TEXT SHOWN:
Sideways

Gan Hosaya, 1969, ad  

There are times when a project just looks bad, like dog crap. I slave over it endlessly, and then I realize all it needs is to be turned on its side or upside down. Voila, it works. That's the issue when you don't print anything out and only see it on a screen. Sure you can turn your screen upside down or turn it on its side, but that could result in dropping it. The easiest solution is to send a file to print and than flip that baby around in all directions. What was once banal and expected becomes avant-garde and unsettling.

I love work that is sideways or upside down. It gets away from the standard point of view that we have in everyday life which is straight on from about 5 or 6 feet tall. Miraculously, you can see a different view from above or below, or lying on the ground and seeing the world on its side. This is why God gave people bendable joints. Photography at the Bauhaus in the 1920s and 30s took advantage of this ad-nauseum. It was as if everyone there was climbing up the walls and hanging from the balconies. But the images are wonderful.

PROBLEMS TO WORK ON:
1) In the text about viewing work sideways, repeat the part that opens with the words containing "I love work" and closes with "images are wonderful.", swapping "balconies" for "rooftops".
2) Translate this sentence from the text about viewing work sideways into Spanish: "What was once banal and expected becomes avant-garde and unsettling."
3) List every year or decade mentioned in the text about viewing work sideways.

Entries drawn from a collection

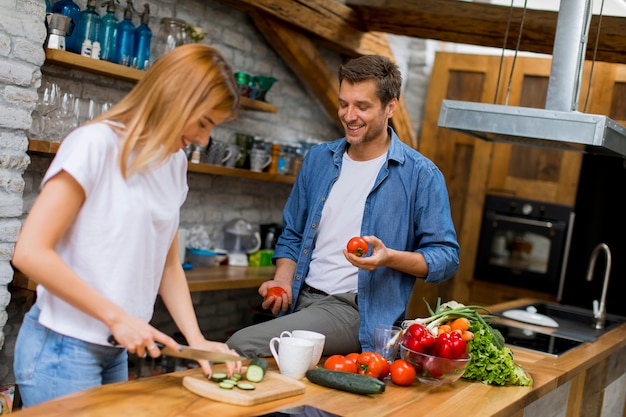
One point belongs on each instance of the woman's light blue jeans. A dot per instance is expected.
(49, 365)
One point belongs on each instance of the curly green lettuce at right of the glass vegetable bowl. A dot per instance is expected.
(492, 363)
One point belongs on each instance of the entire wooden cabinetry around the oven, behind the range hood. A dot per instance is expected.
(474, 167)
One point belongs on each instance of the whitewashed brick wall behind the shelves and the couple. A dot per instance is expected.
(212, 200)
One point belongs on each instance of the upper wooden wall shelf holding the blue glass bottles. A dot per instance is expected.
(100, 67)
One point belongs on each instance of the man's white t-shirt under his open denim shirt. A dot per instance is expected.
(342, 215)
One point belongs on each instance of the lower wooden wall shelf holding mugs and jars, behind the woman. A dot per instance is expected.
(50, 148)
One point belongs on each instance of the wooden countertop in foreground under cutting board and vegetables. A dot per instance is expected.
(165, 395)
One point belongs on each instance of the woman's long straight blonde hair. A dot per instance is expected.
(181, 86)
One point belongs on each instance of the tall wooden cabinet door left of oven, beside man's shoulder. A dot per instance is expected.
(463, 159)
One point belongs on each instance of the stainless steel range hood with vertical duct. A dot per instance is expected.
(558, 126)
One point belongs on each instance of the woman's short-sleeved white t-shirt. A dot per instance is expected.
(119, 239)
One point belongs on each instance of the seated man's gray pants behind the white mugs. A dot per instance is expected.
(336, 316)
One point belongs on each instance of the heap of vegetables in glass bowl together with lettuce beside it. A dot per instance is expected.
(456, 324)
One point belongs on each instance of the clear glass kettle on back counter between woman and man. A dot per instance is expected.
(240, 239)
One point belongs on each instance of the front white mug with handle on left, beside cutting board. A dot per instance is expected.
(292, 355)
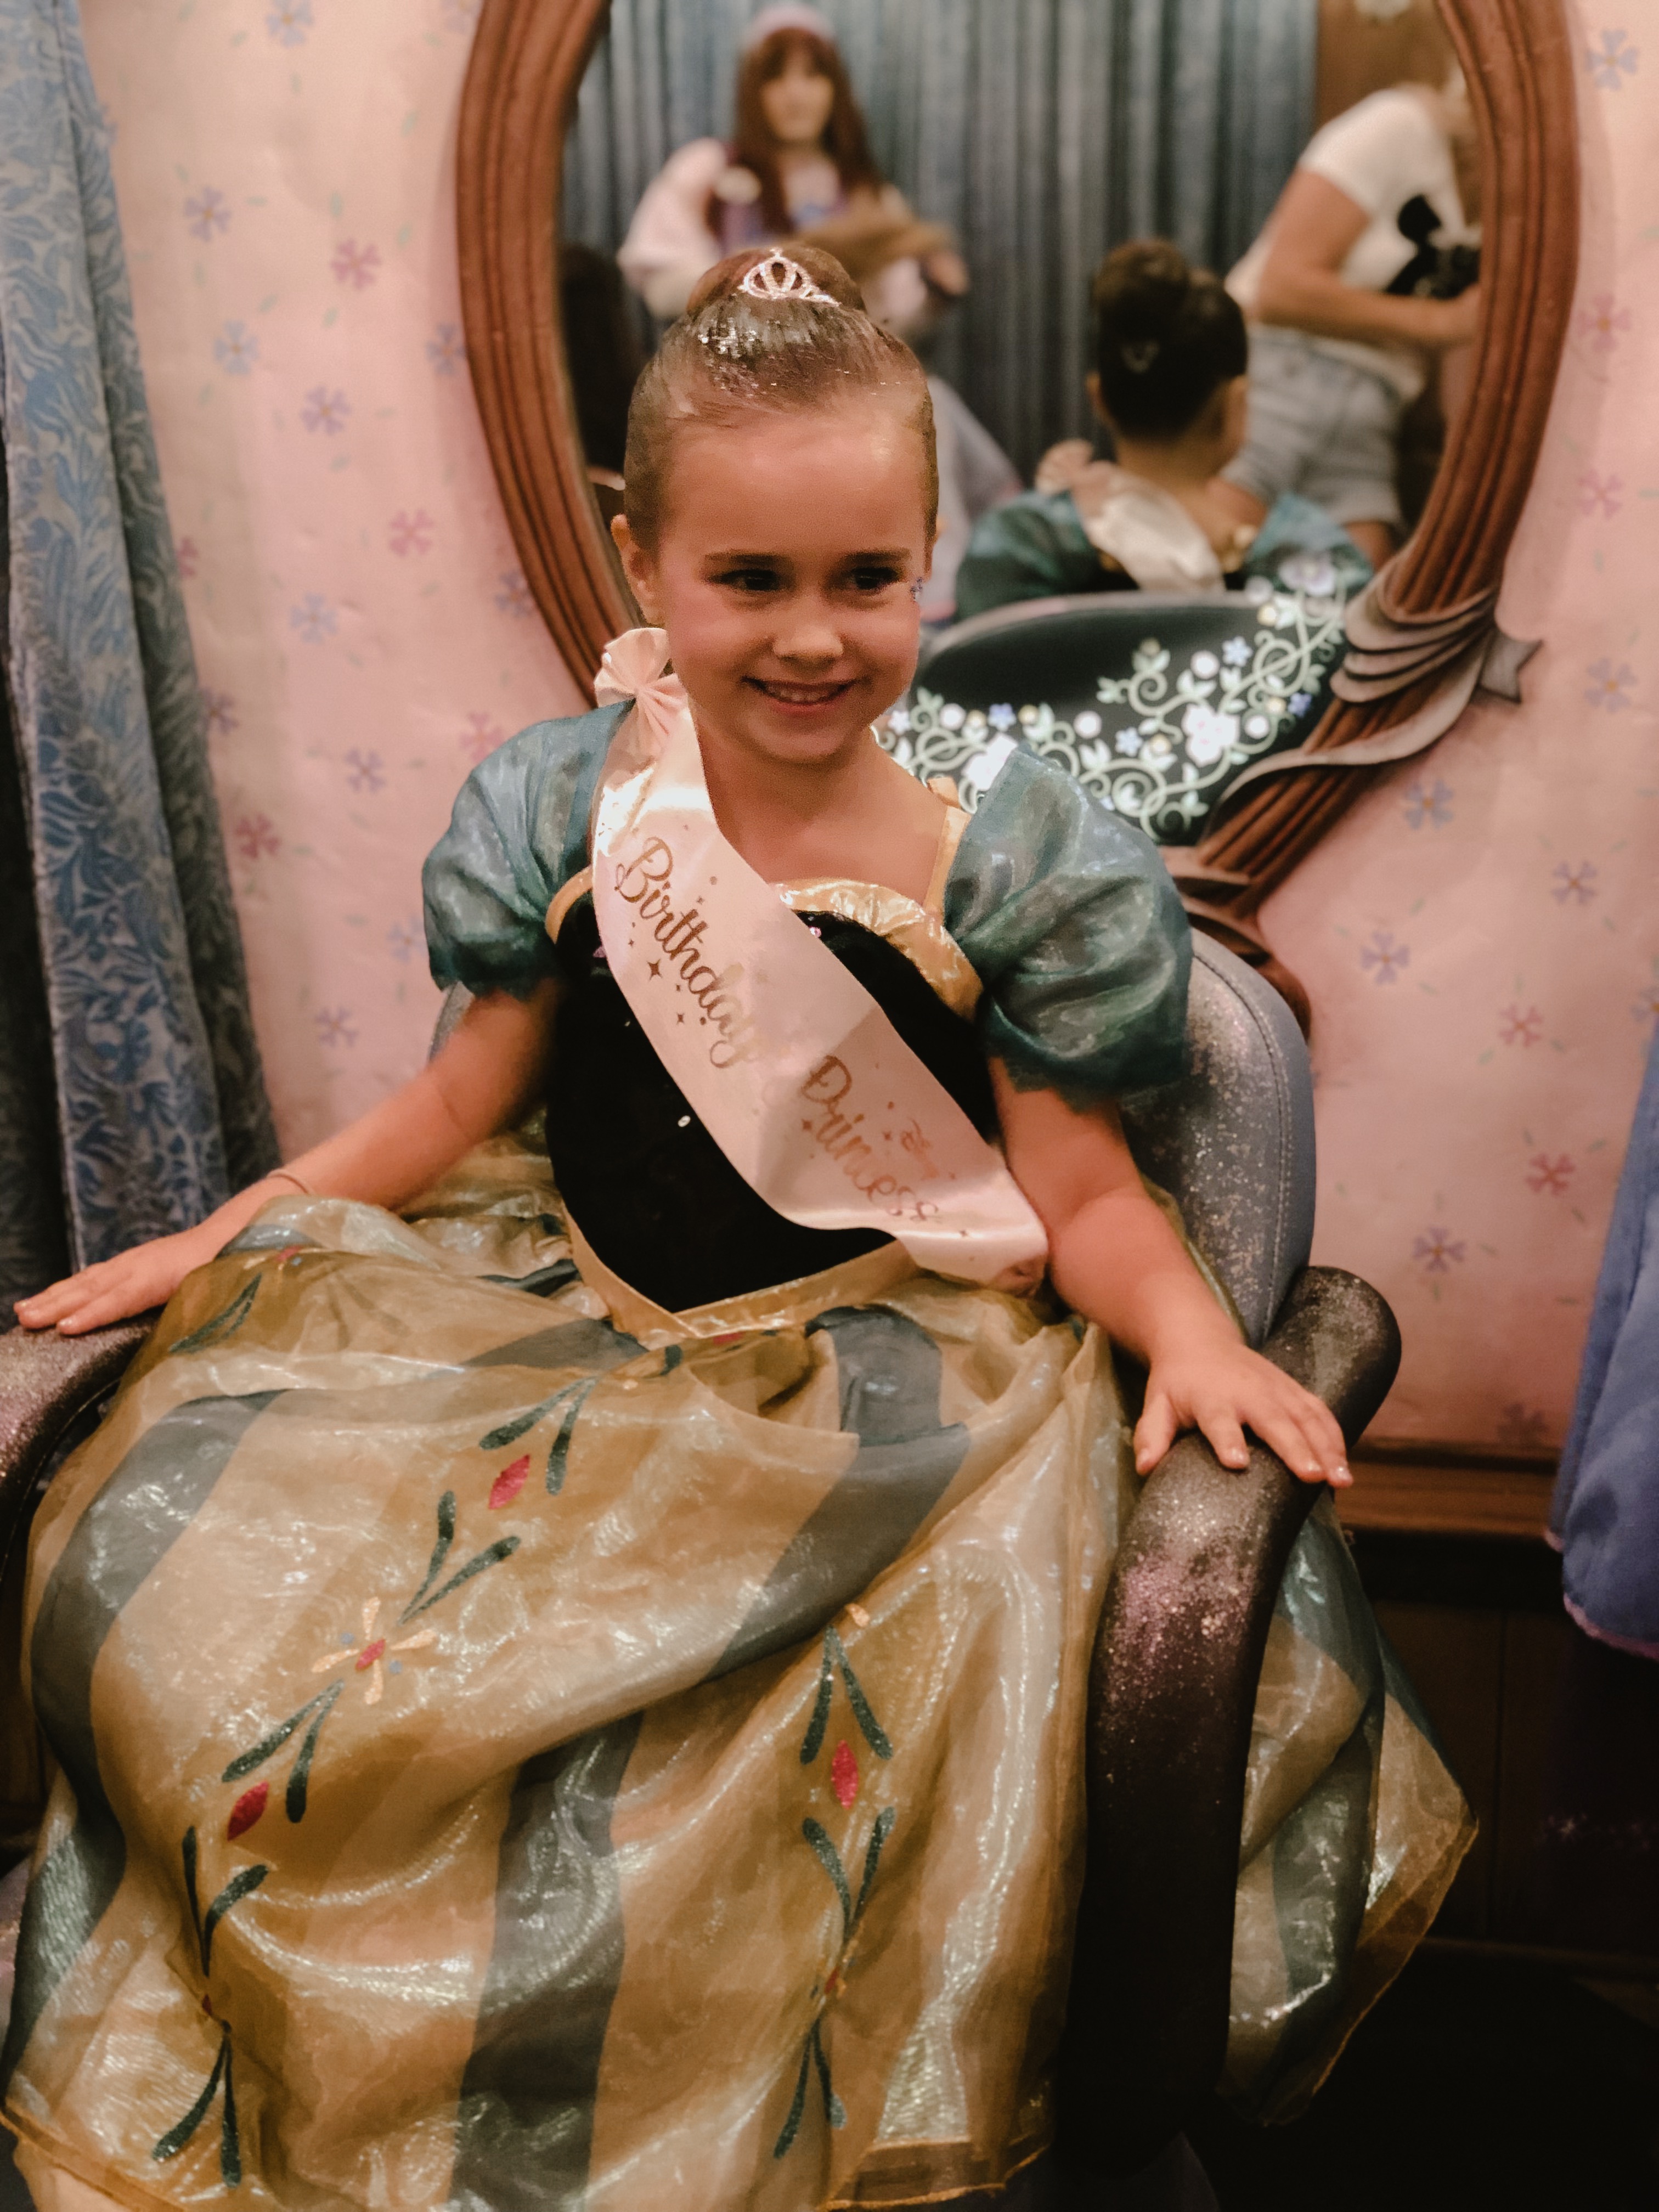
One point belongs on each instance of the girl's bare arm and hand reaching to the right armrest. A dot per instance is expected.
(1118, 1262)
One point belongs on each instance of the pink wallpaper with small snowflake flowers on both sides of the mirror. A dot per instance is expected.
(1481, 937)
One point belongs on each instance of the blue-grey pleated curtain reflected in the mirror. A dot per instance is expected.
(1045, 132)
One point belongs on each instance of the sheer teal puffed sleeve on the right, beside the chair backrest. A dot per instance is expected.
(1078, 937)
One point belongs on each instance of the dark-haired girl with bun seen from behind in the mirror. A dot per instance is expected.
(1171, 384)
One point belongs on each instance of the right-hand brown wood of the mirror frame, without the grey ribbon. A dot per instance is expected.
(1523, 83)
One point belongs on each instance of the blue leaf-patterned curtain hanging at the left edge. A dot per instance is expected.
(132, 1096)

RESULTS OF THE TASKS:
1)
I love work that is sideways or upside down. It gets away from the standard point of view that we have in everyday life which is straight on from about 5 or 6 feet tall. Miraculously, you can see a different view from above or below, or lying on the ground and seeing the world on its side. This is why God gave people bendable joints. Photography at the Bauhaus in the 1920s and 30s took advantage of this ad-nauseum. It was as if everyone there was climbing up the walls and hanging from the rooftops. But the images are wonderful.

2) Lo que antes era banal y previsible se vuelve vanguardista e inquietante.

3)
1969
1920s
30s